** Record extracts follows **

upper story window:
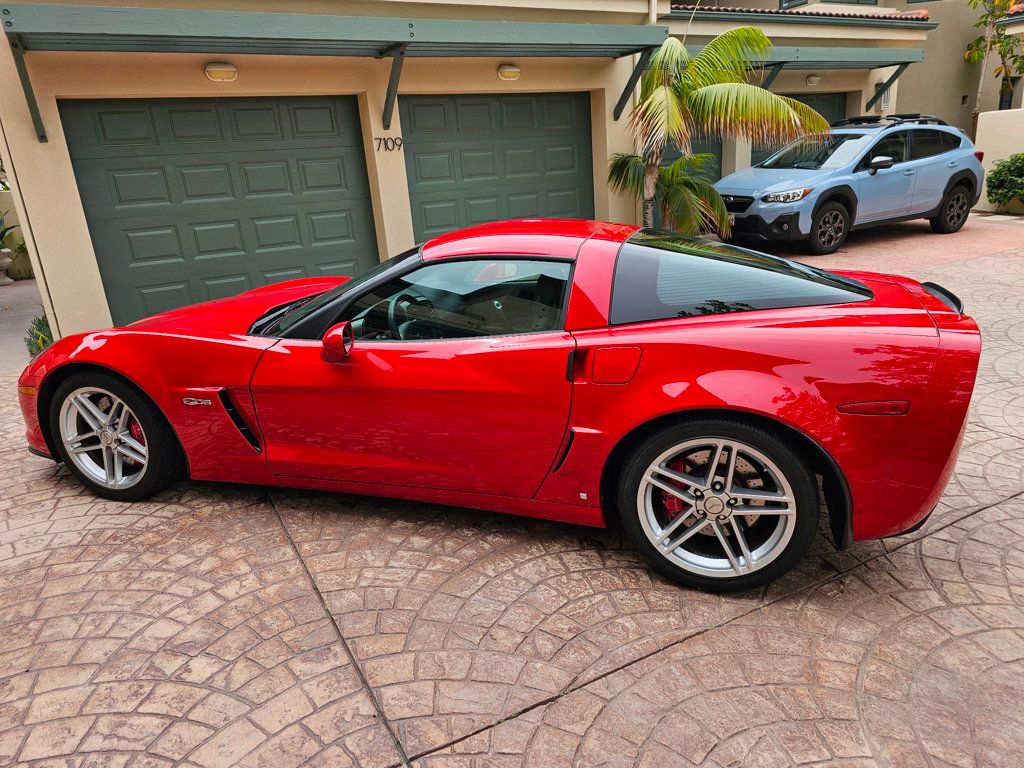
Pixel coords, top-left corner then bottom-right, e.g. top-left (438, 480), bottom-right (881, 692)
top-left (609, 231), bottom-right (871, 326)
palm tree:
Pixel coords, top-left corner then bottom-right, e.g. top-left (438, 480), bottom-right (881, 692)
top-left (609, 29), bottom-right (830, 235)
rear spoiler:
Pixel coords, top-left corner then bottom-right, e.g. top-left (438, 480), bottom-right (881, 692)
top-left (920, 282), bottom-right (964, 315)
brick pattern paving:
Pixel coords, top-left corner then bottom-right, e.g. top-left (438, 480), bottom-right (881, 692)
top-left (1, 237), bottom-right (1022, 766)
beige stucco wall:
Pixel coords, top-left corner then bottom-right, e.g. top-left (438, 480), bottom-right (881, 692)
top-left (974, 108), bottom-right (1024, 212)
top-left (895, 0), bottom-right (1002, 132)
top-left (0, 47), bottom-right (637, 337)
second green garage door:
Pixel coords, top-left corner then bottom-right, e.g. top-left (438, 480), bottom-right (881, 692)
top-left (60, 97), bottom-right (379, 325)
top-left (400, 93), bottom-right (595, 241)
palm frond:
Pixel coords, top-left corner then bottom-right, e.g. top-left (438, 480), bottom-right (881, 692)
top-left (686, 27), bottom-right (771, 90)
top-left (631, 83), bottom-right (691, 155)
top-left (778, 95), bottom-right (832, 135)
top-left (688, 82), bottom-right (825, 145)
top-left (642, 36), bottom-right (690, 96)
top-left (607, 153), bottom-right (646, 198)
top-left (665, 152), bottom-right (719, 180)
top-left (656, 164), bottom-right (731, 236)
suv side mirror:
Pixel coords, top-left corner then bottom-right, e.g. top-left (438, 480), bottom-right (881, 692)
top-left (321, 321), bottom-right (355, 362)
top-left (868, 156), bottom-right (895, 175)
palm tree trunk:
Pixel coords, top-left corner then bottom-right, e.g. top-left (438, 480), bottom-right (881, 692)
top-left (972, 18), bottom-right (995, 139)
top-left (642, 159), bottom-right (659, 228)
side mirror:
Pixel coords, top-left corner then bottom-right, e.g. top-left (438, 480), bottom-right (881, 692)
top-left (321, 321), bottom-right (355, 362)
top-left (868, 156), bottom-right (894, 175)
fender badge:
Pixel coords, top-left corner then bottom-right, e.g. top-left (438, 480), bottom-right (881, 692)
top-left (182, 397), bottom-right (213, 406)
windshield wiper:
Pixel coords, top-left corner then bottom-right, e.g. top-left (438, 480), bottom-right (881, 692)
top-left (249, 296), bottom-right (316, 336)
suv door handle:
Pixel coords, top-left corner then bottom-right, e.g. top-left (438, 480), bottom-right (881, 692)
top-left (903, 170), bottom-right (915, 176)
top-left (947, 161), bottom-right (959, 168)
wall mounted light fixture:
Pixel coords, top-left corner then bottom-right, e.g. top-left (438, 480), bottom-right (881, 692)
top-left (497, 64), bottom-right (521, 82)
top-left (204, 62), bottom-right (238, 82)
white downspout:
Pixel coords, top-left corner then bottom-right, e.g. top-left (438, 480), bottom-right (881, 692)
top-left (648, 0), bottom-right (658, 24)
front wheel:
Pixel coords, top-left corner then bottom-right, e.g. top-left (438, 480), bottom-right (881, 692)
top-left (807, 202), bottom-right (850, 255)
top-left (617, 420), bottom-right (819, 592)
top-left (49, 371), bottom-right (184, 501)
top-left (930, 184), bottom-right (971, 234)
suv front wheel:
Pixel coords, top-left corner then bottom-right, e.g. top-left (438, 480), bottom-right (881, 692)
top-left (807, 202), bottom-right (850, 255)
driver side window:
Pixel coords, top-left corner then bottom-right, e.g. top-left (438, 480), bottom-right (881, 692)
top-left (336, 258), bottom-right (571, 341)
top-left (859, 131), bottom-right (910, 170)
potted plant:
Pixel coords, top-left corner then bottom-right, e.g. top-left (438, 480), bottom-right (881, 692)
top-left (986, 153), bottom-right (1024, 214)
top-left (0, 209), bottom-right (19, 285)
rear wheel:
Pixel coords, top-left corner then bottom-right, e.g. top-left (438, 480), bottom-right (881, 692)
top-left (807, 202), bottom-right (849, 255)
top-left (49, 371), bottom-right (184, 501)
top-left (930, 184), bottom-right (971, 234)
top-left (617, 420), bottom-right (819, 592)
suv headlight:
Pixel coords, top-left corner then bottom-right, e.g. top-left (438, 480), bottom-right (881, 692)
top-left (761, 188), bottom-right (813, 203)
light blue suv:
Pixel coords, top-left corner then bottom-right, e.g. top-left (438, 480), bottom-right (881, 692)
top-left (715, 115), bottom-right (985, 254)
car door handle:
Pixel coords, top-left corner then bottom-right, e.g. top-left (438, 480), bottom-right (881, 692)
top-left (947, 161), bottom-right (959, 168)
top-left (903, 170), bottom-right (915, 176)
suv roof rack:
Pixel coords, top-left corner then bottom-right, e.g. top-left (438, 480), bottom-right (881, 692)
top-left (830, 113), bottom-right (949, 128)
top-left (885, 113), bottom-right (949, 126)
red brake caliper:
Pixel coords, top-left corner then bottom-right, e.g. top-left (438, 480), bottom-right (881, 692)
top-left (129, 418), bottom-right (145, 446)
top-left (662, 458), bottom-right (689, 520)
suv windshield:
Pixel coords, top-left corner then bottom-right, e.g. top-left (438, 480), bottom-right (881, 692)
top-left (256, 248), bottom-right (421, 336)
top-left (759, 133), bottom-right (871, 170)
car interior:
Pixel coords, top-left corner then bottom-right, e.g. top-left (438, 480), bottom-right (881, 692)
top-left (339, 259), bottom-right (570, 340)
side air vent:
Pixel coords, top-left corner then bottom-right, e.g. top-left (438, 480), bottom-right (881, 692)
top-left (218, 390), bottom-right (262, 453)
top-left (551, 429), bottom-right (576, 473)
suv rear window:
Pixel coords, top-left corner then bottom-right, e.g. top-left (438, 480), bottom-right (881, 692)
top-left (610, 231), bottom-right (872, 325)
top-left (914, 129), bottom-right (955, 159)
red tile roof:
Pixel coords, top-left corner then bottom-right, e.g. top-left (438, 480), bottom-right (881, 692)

** End of Record extracts **

_What to do_:
Write out every entry above exactly, minus the pictures.

_Result below_:
upper story window:
Pixel coords, top-left corner then bottom-right, e.g. top-left (438, 480), bottom-right (881, 692)
top-left (609, 231), bottom-right (871, 326)
palm tree:
Pixel coords, top-left corner then bottom-right, e.g. top-left (438, 480), bottom-right (881, 692)
top-left (609, 29), bottom-right (830, 235)
rear spoiler:
Pixel coords, top-left corner then bottom-right, e.g. top-left (438, 480), bottom-right (881, 692)
top-left (920, 282), bottom-right (964, 315)
brick pattern paving:
Pixel coords, top-left corner then bottom-right, e.g. top-left (438, 480), bottom-right (881, 692)
top-left (1, 237), bottom-right (1022, 766)
beige stucco wall:
Pixel coords, top-left corner then bottom-right, e.g. top-left (438, 480), bottom-right (881, 692)
top-left (974, 108), bottom-right (1024, 212)
top-left (895, 0), bottom-right (1002, 132)
top-left (0, 47), bottom-right (637, 337)
second green garage door:
Pixel coords, top-left corner then bottom-right, e.g. top-left (438, 480), bottom-right (881, 692)
top-left (60, 97), bottom-right (379, 325)
top-left (400, 93), bottom-right (595, 241)
palm frond:
Pixel coords, top-left corner then bottom-right, e.g. top-left (438, 480), bottom-right (881, 692)
top-left (686, 27), bottom-right (771, 90)
top-left (631, 83), bottom-right (691, 155)
top-left (778, 95), bottom-right (832, 135)
top-left (688, 82), bottom-right (825, 145)
top-left (642, 36), bottom-right (690, 96)
top-left (607, 153), bottom-right (646, 198)
top-left (665, 152), bottom-right (719, 180)
top-left (656, 164), bottom-right (731, 236)
suv side mirror:
Pixel coords, top-left corner then bottom-right, e.g. top-left (438, 480), bottom-right (881, 692)
top-left (321, 321), bottom-right (355, 362)
top-left (868, 156), bottom-right (895, 175)
palm tree trunk:
Pixel coords, top-left corner then bottom-right, e.g. top-left (438, 480), bottom-right (881, 692)
top-left (972, 18), bottom-right (995, 139)
top-left (642, 159), bottom-right (659, 228)
side mirror:
Pixel coords, top-left corner then bottom-right, e.g. top-left (438, 480), bottom-right (881, 692)
top-left (321, 321), bottom-right (355, 362)
top-left (868, 156), bottom-right (894, 175)
fender badge:
Pixel coords, top-left corner then bottom-right, e.g. top-left (438, 480), bottom-right (881, 692)
top-left (182, 397), bottom-right (213, 406)
windshield wiper:
Pixel coords, top-left corner then bottom-right, e.g. top-left (438, 480), bottom-right (881, 692)
top-left (249, 296), bottom-right (316, 336)
suv door handle:
Pixel coords, top-left corner then bottom-right, e.g. top-left (438, 480), bottom-right (881, 692)
top-left (903, 170), bottom-right (915, 176)
top-left (947, 161), bottom-right (959, 168)
wall mounted light fixture:
Pixel coords, top-left corner then bottom-right, e.g. top-left (438, 480), bottom-right (881, 692)
top-left (497, 64), bottom-right (521, 82)
top-left (204, 62), bottom-right (238, 82)
white downspout:
Pixel coords, top-left corner then bottom-right, e.g. top-left (438, 480), bottom-right (881, 692)
top-left (648, 0), bottom-right (658, 24)
front wheel:
Pixel coords, top-left corner then bottom-right, e.g. top-left (438, 480), bottom-right (881, 692)
top-left (807, 202), bottom-right (850, 255)
top-left (617, 420), bottom-right (819, 592)
top-left (49, 371), bottom-right (184, 501)
top-left (930, 184), bottom-right (971, 234)
suv front wheel:
Pixel coords, top-left corner then bottom-right, e.g. top-left (438, 480), bottom-right (881, 692)
top-left (807, 202), bottom-right (850, 255)
driver side window:
Pixel coords, top-left corner then bottom-right, e.g. top-left (438, 480), bottom-right (881, 692)
top-left (336, 258), bottom-right (571, 341)
top-left (859, 131), bottom-right (910, 170)
potted plant:
Pixel coords, top-left corner then bottom-right, e.g. top-left (438, 480), bottom-right (881, 692)
top-left (986, 153), bottom-right (1024, 214)
top-left (0, 209), bottom-right (19, 285)
rear wheel:
Pixel coords, top-left corner then bottom-right, e.g. top-left (438, 480), bottom-right (881, 692)
top-left (807, 202), bottom-right (849, 255)
top-left (49, 371), bottom-right (184, 501)
top-left (930, 184), bottom-right (971, 234)
top-left (617, 420), bottom-right (819, 592)
suv headlight:
Pixel coords, top-left corner then bottom-right, e.g. top-left (438, 480), bottom-right (881, 692)
top-left (761, 188), bottom-right (813, 203)
light blue suv:
Pixel coords, top-left corner then bottom-right, e.g. top-left (438, 480), bottom-right (881, 692)
top-left (715, 115), bottom-right (985, 254)
car door handle:
Pixel coords, top-left corner then bottom-right, e.g. top-left (438, 480), bottom-right (881, 692)
top-left (947, 161), bottom-right (959, 168)
top-left (903, 170), bottom-right (915, 176)
suv roof rack:
Pixel coords, top-left corner then bottom-right, e.g. top-left (438, 480), bottom-right (881, 692)
top-left (830, 113), bottom-right (949, 128)
top-left (885, 113), bottom-right (949, 126)
red brake caliper:
Pixel coords, top-left corner then bottom-right, e.g. top-left (438, 480), bottom-right (881, 692)
top-left (129, 418), bottom-right (145, 446)
top-left (662, 458), bottom-right (689, 520)
suv windshield:
Pixel coords, top-left corner then bottom-right, e.g. top-left (438, 480), bottom-right (881, 692)
top-left (256, 248), bottom-right (421, 336)
top-left (759, 133), bottom-right (871, 170)
car interior:
Pixel coords, top-left corner then bottom-right, e.g. top-left (438, 480), bottom-right (881, 692)
top-left (339, 259), bottom-right (570, 340)
side air vent:
Pixel coords, top-left corner then bottom-right, e.g. top-left (438, 480), bottom-right (881, 692)
top-left (218, 390), bottom-right (262, 453)
top-left (551, 429), bottom-right (576, 473)
suv rear window:
Pixel coords, top-left corner then bottom-right, e.g. top-left (438, 480), bottom-right (881, 692)
top-left (610, 231), bottom-right (872, 325)
top-left (914, 129), bottom-right (955, 159)
red tile roof:
Pixel coords, top-left corner then bottom-right, e.g. top-left (438, 480), bottom-right (881, 692)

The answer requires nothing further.